## Problem to solve
In the records below, find the line containing "Exercise. Locate the dangling"; copy exactly that line and all lines after it to the end, and nothing else.

## Provided material
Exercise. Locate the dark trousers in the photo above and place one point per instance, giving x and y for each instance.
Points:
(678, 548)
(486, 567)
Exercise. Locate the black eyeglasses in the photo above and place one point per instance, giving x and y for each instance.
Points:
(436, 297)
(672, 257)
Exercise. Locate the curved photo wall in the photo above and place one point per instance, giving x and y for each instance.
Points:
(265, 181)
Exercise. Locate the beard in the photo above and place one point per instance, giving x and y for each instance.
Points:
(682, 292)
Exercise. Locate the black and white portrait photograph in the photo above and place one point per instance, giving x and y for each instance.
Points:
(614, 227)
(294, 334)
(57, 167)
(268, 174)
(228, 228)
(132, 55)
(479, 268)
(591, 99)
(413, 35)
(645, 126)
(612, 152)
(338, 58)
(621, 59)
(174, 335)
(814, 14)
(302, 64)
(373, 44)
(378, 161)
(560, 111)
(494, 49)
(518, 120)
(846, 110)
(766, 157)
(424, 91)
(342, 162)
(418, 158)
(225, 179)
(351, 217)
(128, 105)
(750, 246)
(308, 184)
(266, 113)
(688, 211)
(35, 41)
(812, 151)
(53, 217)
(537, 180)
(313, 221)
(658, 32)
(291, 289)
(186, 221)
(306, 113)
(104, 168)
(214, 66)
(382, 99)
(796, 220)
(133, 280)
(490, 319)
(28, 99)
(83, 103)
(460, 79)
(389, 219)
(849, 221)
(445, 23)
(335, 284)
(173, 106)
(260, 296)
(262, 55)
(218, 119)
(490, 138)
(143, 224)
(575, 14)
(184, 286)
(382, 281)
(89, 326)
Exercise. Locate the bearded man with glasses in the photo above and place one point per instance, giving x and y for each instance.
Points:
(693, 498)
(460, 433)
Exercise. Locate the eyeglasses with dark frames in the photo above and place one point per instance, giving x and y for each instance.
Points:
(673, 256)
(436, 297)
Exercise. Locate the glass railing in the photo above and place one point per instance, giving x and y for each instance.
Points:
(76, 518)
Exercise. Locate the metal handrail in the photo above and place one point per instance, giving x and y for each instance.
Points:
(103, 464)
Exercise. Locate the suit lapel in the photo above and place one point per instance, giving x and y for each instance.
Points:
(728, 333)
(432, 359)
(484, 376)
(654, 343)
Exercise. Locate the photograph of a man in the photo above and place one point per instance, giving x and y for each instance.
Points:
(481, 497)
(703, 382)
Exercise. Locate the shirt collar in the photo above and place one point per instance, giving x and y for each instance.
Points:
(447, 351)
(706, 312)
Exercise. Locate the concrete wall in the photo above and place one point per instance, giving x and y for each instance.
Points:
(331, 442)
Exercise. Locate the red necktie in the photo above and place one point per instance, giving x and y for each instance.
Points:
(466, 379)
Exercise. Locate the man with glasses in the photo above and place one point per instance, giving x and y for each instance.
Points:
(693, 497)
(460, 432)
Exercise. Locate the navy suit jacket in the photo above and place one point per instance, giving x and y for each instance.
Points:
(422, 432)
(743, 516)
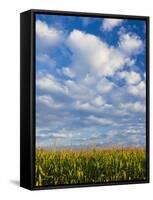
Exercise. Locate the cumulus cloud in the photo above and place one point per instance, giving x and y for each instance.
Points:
(86, 94)
(49, 83)
(130, 43)
(110, 23)
(99, 121)
(68, 72)
(131, 77)
(47, 36)
(49, 101)
(138, 90)
(97, 57)
(134, 107)
(45, 59)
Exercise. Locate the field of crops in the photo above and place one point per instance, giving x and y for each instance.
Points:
(55, 167)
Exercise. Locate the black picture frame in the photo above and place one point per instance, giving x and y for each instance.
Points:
(27, 97)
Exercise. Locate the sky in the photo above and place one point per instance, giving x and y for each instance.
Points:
(90, 81)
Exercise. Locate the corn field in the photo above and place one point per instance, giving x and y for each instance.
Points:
(56, 167)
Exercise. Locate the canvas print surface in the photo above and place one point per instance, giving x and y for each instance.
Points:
(90, 100)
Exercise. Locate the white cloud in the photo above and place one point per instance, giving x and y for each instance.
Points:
(68, 72)
(94, 55)
(47, 35)
(134, 107)
(45, 59)
(99, 121)
(104, 86)
(98, 101)
(138, 90)
(109, 23)
(49, 101)
(130, 77)
(130, 43)
(49, 83)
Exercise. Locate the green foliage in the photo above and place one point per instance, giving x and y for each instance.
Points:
(89, 166)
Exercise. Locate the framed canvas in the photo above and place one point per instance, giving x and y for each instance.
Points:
(84, 99)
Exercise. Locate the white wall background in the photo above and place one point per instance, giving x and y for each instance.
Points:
(9, 98)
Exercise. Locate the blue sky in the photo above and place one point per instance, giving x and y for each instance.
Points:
(90, 81)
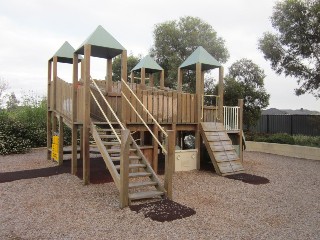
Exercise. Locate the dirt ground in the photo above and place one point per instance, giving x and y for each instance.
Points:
(39, 200)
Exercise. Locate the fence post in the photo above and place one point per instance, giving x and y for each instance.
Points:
(124, 168)
(169, 163)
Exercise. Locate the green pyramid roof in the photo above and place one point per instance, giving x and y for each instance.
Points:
(103, 45)
(200, 55)
(65, 54)
(150, 65)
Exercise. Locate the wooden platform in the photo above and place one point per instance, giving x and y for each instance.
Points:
(222, 154)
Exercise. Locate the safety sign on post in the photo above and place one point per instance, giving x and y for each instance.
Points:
(55, 148)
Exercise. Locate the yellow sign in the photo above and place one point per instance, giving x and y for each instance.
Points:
(55, 148)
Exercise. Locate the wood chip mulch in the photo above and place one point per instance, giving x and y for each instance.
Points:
(249, 178)
(163, 211)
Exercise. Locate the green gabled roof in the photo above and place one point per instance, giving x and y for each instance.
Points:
(150, 65)
(65, 54)
(103, 45)
(200, 55)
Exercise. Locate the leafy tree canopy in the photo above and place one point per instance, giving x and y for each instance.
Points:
(295, 48)
(245, 80)
(132, 61)
(175, 40)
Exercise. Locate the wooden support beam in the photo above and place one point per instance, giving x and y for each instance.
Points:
(55, 75)
(180, 75)
(123, 87)
(109, 75)
(220, 93)
(143, 78)
(155, 144)
(49, 113)
(240, 104)
(74, 130)
(198, 111)
(162, 80)
(61, 135)
(169, 163)
(151, 80)
(124, 168)
(86, 117)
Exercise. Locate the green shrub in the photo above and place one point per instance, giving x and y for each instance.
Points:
(12, 136)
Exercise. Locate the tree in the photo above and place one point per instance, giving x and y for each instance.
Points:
(132, 61)
(295, 48)
(12, 102)
(3, 88)
(175, 40)
(245, 80)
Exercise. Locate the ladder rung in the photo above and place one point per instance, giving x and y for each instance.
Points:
(139, 174)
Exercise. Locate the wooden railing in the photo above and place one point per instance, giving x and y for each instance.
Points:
(231, 117)
(142, 112)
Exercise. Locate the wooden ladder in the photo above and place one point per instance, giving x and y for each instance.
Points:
(222, 154)
(143, 182)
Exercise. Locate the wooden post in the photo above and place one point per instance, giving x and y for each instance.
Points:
(109, 75)
(155, 144)
(124, 168)
(123, 87)
(162, 80)
(143, 78)
(240, 104)
(74, 131)
(169, 163)
(55, 70)
(49, 113)
(180, 73)
(198, 112)
(220, 93)
(151, 81)
(61, 135)
(86, 117)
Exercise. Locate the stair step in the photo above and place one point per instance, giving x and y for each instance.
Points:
(118, 150)
(130, 158)
(141, 184)
(143, 195)
(139, 174)
(110, 143)
(133, 165)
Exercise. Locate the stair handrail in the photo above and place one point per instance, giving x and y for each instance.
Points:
(150, 115)
(105, 116)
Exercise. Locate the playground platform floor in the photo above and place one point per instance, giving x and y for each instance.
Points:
(39, 200)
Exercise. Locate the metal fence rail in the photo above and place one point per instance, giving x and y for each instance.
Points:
(291, 124)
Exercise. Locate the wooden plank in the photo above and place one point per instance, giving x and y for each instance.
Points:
(150, 103)
(179, 106)
(184, 107)
(170, 107)
(174, 107)
(192, 108)
(124, 168)
(155, 106)
(188, 96)
(160, 106)
(169, 163)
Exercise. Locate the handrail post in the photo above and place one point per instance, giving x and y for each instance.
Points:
(169, 163)
(124, 168)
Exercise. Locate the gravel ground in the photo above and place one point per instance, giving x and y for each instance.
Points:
(60, 207)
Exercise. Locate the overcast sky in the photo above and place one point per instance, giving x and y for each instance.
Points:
(33, 30)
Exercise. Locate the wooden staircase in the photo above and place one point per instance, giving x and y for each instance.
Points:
(222, 154)
(143, 182)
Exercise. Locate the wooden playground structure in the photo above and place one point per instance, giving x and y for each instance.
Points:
(130, 123)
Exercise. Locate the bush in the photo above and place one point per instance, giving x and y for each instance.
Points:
(12, 136)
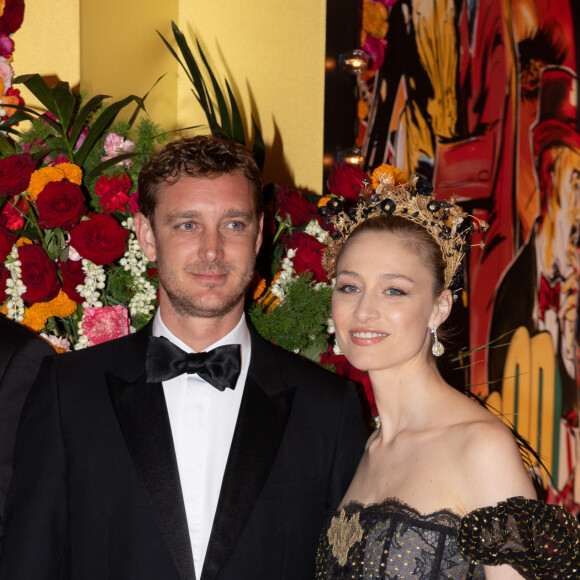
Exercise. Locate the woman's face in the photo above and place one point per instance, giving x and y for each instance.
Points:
(383, 304)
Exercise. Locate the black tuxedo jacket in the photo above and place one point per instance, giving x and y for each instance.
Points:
(21, 352)
(96, 491)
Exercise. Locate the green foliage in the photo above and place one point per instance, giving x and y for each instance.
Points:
(224, 121)
(299, 321)
(68, 117)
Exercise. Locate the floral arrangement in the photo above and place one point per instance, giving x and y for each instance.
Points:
(292, 303)
(11, 15)
(70, 265)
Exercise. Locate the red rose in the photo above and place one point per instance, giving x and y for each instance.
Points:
(308, 255)
(15, 172)
(7, 239)
(60, 205)
(289, 201)
(99, 239)
(11, 19)
(346, 180)
(72, 275)
(113, 191)
(38, 274)
(134, 203)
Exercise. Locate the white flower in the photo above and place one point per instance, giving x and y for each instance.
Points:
(57, 341)
(15, 288)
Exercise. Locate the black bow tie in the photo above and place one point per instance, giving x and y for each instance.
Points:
(220, 367)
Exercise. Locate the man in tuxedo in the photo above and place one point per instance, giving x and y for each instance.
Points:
(21, 352)
(137, 461)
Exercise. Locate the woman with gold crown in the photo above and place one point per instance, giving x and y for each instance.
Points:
(441, 491)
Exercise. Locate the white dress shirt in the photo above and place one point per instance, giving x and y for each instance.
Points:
(202, 421)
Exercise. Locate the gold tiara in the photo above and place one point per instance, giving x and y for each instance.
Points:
(413, 200)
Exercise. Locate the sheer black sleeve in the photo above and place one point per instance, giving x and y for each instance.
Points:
(540, 541)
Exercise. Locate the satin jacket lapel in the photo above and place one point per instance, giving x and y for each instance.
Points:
(262, 420)
(142, 415)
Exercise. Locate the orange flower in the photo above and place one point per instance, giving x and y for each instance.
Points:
(38, 314)
(375, 18)
(387, 174)
(41, 177)
(362, 109)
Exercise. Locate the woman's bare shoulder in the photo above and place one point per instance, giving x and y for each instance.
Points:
(491, 468)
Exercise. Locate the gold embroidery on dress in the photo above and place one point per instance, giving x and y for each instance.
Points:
(343, 534)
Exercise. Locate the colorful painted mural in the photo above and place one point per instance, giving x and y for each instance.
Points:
(480, 97)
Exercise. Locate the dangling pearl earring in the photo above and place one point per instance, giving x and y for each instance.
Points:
(437, 349)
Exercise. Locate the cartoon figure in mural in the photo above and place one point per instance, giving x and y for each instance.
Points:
(452, 111)
(457, 123)
(459, 112)
(544, 274)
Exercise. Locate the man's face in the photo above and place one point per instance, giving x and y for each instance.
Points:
(205, 237)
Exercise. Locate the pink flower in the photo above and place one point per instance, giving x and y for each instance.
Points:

## Finished answer
Exercise. Locate the dangling pearl earring in the photo above and place one point per instance, giving x and y for each instance.
Points:
(437, 349)
Exercise. Locate the cartoon figure in mural in the photo above and place one point per instance, giving x and y for each instance.
Points:
(452, 111)
(457, 123)
(459, 112)
(544, 274)
Exercise. Locate the man's face in the photo above and place one point per instance, giving x and y for each instance.
Points:
(205, 237)
Exercise. Locate the pink flower in the photo above and place one point per instance, giving x and y for each instance.
Points:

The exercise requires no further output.